#### Records

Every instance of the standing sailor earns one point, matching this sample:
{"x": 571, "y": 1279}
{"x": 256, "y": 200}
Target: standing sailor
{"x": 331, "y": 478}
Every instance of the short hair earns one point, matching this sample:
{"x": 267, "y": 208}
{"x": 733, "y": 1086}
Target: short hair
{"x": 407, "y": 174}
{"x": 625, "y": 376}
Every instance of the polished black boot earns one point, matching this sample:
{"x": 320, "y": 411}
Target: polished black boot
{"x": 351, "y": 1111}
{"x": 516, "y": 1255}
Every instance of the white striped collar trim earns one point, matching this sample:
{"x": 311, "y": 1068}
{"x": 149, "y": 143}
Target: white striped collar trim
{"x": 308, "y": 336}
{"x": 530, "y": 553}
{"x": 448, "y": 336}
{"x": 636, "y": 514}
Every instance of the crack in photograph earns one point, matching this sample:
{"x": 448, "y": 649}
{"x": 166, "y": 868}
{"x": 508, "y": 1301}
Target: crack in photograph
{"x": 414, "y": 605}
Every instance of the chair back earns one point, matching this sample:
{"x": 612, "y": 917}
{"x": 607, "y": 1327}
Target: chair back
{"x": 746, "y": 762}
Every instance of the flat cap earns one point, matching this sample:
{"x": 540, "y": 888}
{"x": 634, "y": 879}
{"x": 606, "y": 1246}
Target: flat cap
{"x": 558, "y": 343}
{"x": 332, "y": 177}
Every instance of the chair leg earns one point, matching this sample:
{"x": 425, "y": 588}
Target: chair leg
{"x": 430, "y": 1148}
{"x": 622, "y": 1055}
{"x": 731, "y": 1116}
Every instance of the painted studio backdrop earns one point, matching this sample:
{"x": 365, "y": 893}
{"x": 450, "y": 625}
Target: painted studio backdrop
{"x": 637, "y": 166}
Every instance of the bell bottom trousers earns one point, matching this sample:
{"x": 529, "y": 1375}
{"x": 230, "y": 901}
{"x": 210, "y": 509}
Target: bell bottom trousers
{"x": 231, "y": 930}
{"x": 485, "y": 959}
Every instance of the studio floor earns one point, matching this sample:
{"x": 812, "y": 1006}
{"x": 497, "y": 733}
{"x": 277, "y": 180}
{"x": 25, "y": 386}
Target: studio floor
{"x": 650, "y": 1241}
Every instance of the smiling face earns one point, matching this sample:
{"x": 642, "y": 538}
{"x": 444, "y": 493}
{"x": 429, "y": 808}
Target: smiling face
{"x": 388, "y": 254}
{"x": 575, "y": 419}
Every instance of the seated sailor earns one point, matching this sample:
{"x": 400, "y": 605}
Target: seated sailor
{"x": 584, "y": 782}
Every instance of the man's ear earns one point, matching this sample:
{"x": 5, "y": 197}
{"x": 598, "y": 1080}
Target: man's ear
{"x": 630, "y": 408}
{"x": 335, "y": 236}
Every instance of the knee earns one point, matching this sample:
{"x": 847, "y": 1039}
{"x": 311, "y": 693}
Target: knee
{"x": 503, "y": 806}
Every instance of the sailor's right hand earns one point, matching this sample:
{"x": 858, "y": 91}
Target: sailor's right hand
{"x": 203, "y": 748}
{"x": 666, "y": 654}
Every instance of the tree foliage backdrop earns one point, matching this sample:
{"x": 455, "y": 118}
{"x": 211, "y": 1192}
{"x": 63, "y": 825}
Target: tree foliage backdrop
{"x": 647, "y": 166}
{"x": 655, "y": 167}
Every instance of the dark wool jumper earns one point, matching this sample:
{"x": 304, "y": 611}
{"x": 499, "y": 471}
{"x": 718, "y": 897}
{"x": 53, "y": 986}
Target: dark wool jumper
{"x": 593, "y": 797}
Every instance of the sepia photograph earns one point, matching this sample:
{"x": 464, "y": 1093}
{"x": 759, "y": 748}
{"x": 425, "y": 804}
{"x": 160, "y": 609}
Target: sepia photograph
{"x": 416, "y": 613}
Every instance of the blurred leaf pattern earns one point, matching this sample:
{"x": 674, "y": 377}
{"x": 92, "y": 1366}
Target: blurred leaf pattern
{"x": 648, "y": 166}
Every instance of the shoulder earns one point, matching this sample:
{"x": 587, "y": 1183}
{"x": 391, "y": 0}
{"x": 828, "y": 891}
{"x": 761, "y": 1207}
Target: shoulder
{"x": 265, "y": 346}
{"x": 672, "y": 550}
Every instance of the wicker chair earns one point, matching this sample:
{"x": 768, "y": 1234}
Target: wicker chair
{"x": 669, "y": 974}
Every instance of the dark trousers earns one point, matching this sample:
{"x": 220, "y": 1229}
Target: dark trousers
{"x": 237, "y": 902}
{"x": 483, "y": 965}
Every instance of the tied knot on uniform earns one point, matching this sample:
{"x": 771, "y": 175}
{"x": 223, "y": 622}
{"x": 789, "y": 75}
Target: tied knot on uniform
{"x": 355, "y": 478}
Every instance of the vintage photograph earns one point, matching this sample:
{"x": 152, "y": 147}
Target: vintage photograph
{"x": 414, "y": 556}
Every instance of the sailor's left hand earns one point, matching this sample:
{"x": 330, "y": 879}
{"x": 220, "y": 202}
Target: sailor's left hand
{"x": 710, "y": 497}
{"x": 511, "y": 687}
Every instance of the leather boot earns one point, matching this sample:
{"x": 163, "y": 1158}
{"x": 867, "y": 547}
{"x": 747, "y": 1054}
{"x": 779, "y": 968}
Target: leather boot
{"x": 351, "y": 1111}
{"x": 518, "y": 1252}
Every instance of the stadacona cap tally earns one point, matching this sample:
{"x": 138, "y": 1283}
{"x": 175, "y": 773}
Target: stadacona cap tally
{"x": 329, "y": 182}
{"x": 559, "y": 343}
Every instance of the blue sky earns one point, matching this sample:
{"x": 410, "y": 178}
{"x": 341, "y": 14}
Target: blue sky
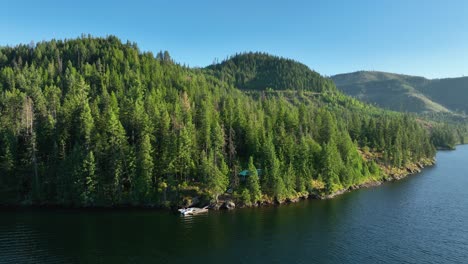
{"x": 427, "y": 38}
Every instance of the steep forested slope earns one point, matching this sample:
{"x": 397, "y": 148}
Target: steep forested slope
{"x": 259, "y": 71}
{"x": 93, "y": 121}
{"x": 406, "y": 93}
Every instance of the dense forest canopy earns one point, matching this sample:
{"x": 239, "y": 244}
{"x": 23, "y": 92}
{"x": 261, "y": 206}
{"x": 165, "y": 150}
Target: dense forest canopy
{"x": 94, "y": 121}
{"x": 407, "y": 93}
{"x": 260, "y": 71}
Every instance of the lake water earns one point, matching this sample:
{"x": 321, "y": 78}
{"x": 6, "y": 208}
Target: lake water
{"x": 421, "y": 219}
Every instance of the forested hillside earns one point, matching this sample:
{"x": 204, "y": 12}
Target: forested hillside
{"x": 259, "y": 71}
{"x": 407, "y": 93}
{"x": 96, "y": 122}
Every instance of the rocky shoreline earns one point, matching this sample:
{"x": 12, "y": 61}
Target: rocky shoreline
{"x": 390, "y": 174}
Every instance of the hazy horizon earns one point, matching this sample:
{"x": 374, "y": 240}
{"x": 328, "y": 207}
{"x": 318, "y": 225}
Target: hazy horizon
{"x": 421, "y": 38}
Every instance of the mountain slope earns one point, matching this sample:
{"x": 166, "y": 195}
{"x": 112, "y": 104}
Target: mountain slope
{"x": 259, "y": 71}
{"x": 96, "y": 122}
{"x": 406, "y": 93}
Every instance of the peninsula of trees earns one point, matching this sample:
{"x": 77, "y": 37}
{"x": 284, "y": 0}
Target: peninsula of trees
{"x": 96, "y": 122}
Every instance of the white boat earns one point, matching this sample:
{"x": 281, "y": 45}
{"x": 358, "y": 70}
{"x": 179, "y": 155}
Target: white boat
{"x": 193, "y": 210}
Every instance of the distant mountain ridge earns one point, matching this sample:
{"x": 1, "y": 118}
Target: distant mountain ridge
{"x": 406, "y": 93}
{"x": 260, "y": 71}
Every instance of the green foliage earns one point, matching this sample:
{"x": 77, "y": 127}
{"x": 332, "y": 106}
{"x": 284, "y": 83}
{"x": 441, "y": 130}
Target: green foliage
{"x": 261, "y": 71}
{"x": 109, "y": 125}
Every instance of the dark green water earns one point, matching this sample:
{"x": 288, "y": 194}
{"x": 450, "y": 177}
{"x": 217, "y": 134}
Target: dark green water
{"x": 421, "y": 219}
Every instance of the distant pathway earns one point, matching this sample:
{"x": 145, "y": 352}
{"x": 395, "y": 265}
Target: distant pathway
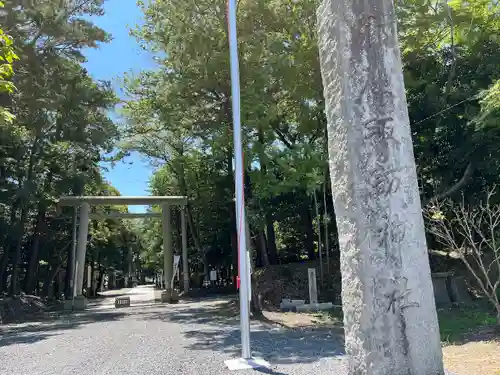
{"x": 189, "y": 338}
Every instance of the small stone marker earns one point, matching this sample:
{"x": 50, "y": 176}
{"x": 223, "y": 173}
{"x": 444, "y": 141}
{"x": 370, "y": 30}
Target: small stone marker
{"x": 122, "y": 302}
{"x": 313, "y": 289}
{"x": 291, "y": 304}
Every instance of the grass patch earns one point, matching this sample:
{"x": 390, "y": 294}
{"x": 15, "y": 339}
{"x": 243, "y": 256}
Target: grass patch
{"x": 456, "y": 323}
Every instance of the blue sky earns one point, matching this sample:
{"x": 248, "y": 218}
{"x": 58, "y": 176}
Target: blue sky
{"x": 109, "y": 62}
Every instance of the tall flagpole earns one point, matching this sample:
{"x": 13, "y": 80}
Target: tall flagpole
{"x": 238, "y": 184}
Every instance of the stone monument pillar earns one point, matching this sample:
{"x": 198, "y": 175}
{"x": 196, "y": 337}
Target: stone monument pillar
{"x": 390, "y": 317}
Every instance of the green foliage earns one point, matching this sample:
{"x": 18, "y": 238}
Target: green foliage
{"x": 54, "y": 144}
{"x": 179, "y": 114}
{"x": 7, "y": 58}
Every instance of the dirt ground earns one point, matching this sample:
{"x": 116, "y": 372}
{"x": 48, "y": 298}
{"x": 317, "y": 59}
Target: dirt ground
{"x": 477, "y": 355}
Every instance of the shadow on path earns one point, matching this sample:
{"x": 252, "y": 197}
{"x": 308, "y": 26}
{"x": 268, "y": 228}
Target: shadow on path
{"x": 28, "y": 333}
{"x": 214, "y": 326}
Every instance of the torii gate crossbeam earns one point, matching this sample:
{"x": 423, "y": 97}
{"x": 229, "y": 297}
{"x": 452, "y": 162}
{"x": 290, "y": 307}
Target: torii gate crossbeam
{"x": 84, "y": 203}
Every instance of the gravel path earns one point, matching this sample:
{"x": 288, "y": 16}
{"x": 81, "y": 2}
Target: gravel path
{"x": 188, "y": 338}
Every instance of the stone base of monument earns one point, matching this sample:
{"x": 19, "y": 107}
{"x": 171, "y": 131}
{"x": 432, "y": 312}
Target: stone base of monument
{"x": 246, "y": 363}
{"x": 311, "y": 307}
{"x": 78, "y": 303}
{"x": 291, "y": 304}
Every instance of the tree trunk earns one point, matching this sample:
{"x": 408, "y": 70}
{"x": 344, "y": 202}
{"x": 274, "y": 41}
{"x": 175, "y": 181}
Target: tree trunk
{"x": 49, "y": 280}
{"x": 309, "y": 231}
{"x": 4, "y": 262}
{"x": 32, "y": 268}
{"x": 261, "y": 235}
{"x": 271, "y": 240}
{"x": 14, "y": 282}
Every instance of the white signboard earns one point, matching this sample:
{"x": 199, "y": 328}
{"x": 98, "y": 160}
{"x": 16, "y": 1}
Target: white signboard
{"x": 177, "y": 258}
{"x": 213, "y": 275}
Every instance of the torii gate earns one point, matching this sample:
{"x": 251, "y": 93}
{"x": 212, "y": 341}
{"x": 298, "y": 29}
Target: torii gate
{"x": 84, "y": 202}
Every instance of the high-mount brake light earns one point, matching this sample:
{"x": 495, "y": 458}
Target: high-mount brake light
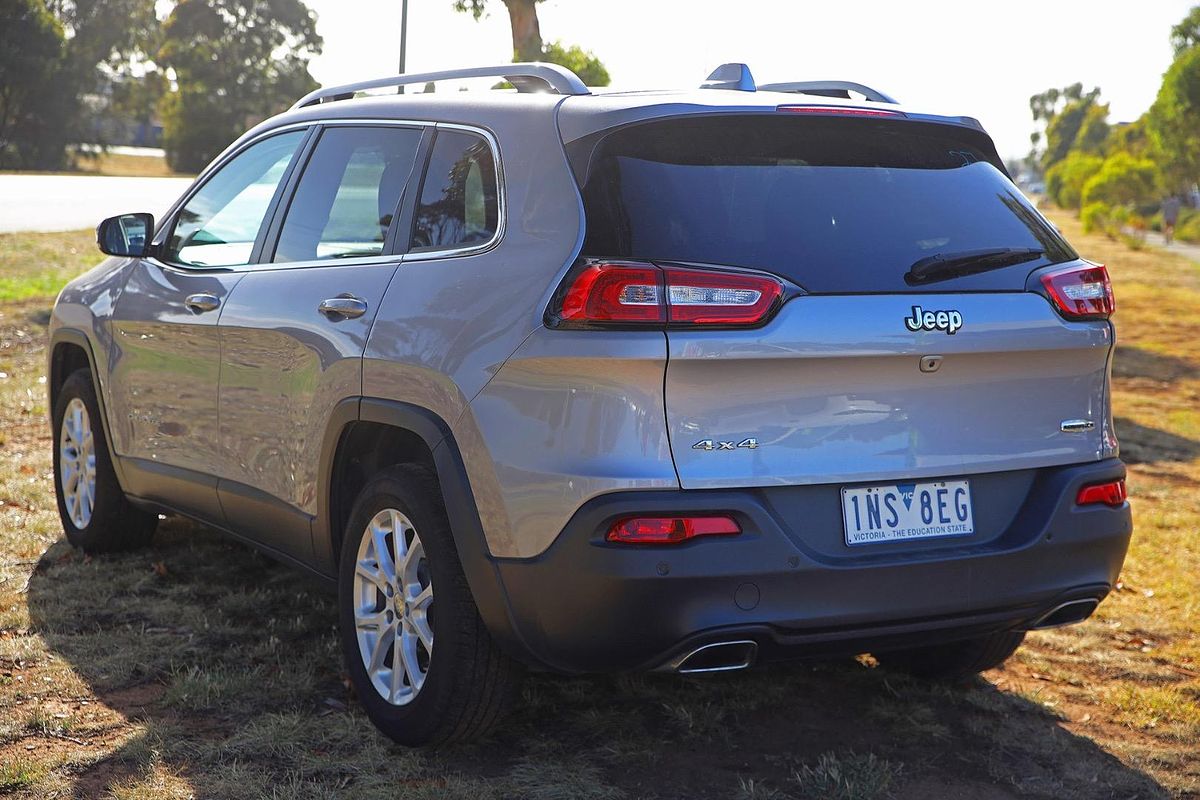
{"x": 1081, "y": 292}
{"x": 624, "y": 293}
{"x": 838, "y": 110}
{"x": 1111, "y": 493}
{"x": 670, "y": 530}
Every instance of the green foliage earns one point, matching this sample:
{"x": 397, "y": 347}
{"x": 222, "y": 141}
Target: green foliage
{"x": 235, "y": 61}
{"x": 1080, "y": 125}
{"x": 1095, "y": 216}
{"x": 1187, "y": 34}
{"x": 1187, "y": 228}
{"x": 582, "y": 62}
{"x": 31, "y": 110}
{"x": 1066, "y": 179}
{"x": 1174, "y": 121}
{"x": 1131, "y": 137}
{"x": 1122, "y": 180}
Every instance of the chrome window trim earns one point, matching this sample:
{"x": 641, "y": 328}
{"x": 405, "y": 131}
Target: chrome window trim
{"x": 501, "y": 204}
{"x": 204, "y": 176}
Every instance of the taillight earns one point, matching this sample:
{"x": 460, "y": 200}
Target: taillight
{"x": 838, "y": 110}
{"x": 1111, "y": 493}
{"x": 1081, "y": 292}
{"x": 634, "y": 293}
{"x": 670, "y": 530}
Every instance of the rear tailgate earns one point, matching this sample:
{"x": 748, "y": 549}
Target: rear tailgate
{"x": 832, "y": 390}
{"x": 838, "y": 388}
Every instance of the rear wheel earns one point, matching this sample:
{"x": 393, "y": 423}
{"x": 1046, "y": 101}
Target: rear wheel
{"x": 417, "y": 650}
{"x": 954, "y": 660}
{"x": 96, "y": 516}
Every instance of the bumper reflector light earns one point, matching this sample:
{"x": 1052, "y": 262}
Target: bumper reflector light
{"x": 670, "y": 530}
{"x": 1111, "y": 493}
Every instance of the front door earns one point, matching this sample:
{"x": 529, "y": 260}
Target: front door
{"x": 166, "y": 349}
{"x": 294, "y": 330}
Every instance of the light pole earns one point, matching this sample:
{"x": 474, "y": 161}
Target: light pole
{"x": 403, "y": 36}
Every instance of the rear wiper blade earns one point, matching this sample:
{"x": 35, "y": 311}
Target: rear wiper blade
{"x": 954, "y": 265}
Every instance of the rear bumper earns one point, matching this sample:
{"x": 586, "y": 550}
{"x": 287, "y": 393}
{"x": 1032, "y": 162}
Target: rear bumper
{"x": 589, "y": 606}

########

— Exercise requirements —
Reproduce every line from the one containing "Every instance of the taillight" through the end of the entries. Rescale only the answer coordinates by multiplying each by 1.6 and rounding to a whole number with halves rounded up, and leave all other lines, including the sample coordinates, unchanged.

— Reply to the task —
Every instance of the taillight earns one point, matching this sample:
{"x": 460, "y": 200}
Target: taillight
{"x": 1341, "y": 176}
{"x": 1778, "y": 789}
{"x": 1730, "y": 467}
{"x": 1014, "y": 469}
{"x": 1072, "y": 848}
Every instance of the rear tailgate earns one point, matching this sample:
{"x": 748, "y": 549}
Target: rear tailgate
{"x": 1331, "y": 624}
{"x": 1341, "y": 621}
Every instance of the rear wheel earns one point, matching this sample:
{"x": 393, "y": 423}
{"x": 1046, "y": 101}
Target: rear wheel
{"x": 667, "y": 1040}
{"x": 1526, "y": 1056}
{"x": 154, "y": 826}
Every instance of the bumper reflector light earns one point, matching this sample:
{"x": 1052, "y": 262}
Target: bumper reflector light
{"x": 1072, "y": 848}
{"x": 1778, "y": 789}
Every instance of the front door earns one point, matching this sample:
{"x": 529, "y": 260}
Target: front door
{"x": 266, "y": 558}
{"x": 470, "y": 528}
Every instance of the light pole earns one point, matching this sample:
{"x": 474, "y": 161}
Target: light pole
{"x": 645, "y": 58}
Every instance of the rear wiper blade earns one point, matching this sample:
{"x": 35, "y": 311}
Target: rear wiper blade
{"x": 1526, "y": 424}
Every instance of the rear bumper earns one point, matching this sample:
{"x": 586, "y": 550}
{"x": 287, "y": 393}
{"x": 1032, "y": 162}
Target: rear bumper
{"x": 942, "y": 970}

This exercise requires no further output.